▶ **Document excerpt**:
--------------------------------
# first attempt at a Jewelry box



## djnoble (Mar 11, 2009)

I made this for my wife's birthday. 
It's Ipe and maple with a waterlox finish. 
I made some mistakes for sure, but overall I'm pleased with my first shot at this style of woodworking.


----------



## firehawkmph (Apr 26, 2008)

Dj,
Looks nice. I like the striped top. I am always impressed with guys first projects and the use of some pretty nice exotic woods. Heck, my first projects were made from 2 x 4's. Ok, so what's next?
Mike Hawkins


----------



## b00kemdano (Feb 10, 2009)

I must say that this was not an attempt, this was a resounding success! That's a really nice box. 

I also started out with scrappy woods for my first projects. I made a sewing box for my first wife out of plywood from a shipping crate and solid wood from the slats on an old deuce and half's troop seats.


----------



## djnoble (Mar 11, 2009)

I thank you both very much. I guess I should qualify my statement a little. The Jewelry box was by no means my first project from the wood shop. This was just my first attempt at any type of joinery. I didn't want to say it that way because the joints could not be more simple. I guess I should simply say this is my first project without fasteners. 

Here's a couple other presents to my wife I've made in the recent past:









the coffee table was made from the same wood, and a cutoff from a granite counter top. 










The computer desk my wife picked out online. It cost about $400. I figured I could make it from scratch much cheaper. Factoring in my time, I'm not sure if I did or not. But at least it's homemade.


----------



## MidGAOutdoor (Apr 7, 2011)

very nice work.


----------



## Taylormade (Feb 3, 2011)

looks great! Nice job.


----------



## Antoine (Jul 25, 2011)

They look great! Well done!


----------



## Warnock (Apr 4, 2011)

You seem to be doing well, Keep it going.

Nice work.


----------



## Ledhead (Aug 3, 2009)

djnoble said:


> < . . .snip . . . > But at least it's homemade.


I'd prefer to call it "hand crafted"


----------



## johnnie52 (Feb 16, 2009)

Very nice work indeed.


----------



## Kenbo (Sep 16, 2008)

Love the contrasting woods. Looks absolutely fantastic and the finish looks flawless. I bet Mrs djnoble was very appreciative. 
Thanks for sharing. Great work.


----------
--------------------------------
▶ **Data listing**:
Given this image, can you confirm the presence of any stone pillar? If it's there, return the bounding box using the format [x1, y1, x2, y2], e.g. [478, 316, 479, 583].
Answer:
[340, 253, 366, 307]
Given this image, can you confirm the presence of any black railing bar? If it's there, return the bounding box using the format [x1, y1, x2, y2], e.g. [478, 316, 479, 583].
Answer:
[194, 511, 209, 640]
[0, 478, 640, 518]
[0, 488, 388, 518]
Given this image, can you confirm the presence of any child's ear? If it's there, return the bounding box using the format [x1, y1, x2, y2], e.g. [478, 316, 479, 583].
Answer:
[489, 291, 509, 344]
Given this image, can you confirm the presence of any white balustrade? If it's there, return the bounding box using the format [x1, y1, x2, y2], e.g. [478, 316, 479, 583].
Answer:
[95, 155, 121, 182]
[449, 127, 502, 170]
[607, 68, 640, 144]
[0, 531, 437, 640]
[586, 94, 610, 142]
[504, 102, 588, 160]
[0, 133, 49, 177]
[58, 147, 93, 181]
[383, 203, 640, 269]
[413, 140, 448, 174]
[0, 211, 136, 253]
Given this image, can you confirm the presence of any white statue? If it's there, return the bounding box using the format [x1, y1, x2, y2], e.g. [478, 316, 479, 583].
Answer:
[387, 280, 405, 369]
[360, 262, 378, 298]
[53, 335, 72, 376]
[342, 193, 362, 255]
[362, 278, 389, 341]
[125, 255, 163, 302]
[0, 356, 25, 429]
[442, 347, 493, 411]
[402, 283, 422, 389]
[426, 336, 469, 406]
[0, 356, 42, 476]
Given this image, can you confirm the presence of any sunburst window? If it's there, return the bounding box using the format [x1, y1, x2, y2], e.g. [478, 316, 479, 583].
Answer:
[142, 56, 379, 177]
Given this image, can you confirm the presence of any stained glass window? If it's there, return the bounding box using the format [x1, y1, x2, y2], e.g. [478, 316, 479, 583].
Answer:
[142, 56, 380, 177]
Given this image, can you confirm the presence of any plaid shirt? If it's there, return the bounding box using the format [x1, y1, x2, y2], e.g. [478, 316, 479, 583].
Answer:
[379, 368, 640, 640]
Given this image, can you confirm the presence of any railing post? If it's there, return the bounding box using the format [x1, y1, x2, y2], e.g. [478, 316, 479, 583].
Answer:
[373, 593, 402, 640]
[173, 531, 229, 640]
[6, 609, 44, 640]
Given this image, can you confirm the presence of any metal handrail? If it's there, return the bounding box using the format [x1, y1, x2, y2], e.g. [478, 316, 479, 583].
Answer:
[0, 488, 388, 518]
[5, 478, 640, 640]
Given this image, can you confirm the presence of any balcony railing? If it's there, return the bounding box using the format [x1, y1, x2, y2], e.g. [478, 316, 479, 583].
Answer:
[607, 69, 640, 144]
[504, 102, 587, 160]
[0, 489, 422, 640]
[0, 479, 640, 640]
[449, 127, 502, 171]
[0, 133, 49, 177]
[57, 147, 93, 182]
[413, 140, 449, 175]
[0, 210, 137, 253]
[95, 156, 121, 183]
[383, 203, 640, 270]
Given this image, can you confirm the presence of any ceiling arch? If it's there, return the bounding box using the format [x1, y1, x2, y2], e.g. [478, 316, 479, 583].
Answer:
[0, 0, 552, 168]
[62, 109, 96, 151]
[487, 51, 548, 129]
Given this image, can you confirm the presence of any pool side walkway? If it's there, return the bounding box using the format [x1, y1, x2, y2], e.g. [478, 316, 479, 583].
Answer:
--------------------------------
▶ **To-do list**:
(a) In the jewelry box thread, what two woods is the jewelry box made from?
(b) In the entries, shift every bounding-box coordinate in the answers up by 8 for everything from the line containing "Given this image, can you confirm the presence of any balcony" down to the line containing "[383, 203, 640, 270]", and write out those lines alone, requests included.

▶ **Answers provided**:
(a) Ipe and maple.

(b)
Given this image, can you confirm the presence of any balcony railing? If it's there, return the bounding box using the format [x1, y1, x2, y2], e.g. [478, 316, 479, 583].
Answer:
[615, 77, 648, 152]
[512, 110, 595, 168]
[8, 497, 430, 648]
[8, 487, 648, 648]
[457, 135, 510, 179]
[8, 141, 57, 185]
[65, 155, 101, 190]
[421, 148, 457, 183]
[8, 218, 145, 261]
[103, 164, 129, 191]
[391, 211, 648, 278]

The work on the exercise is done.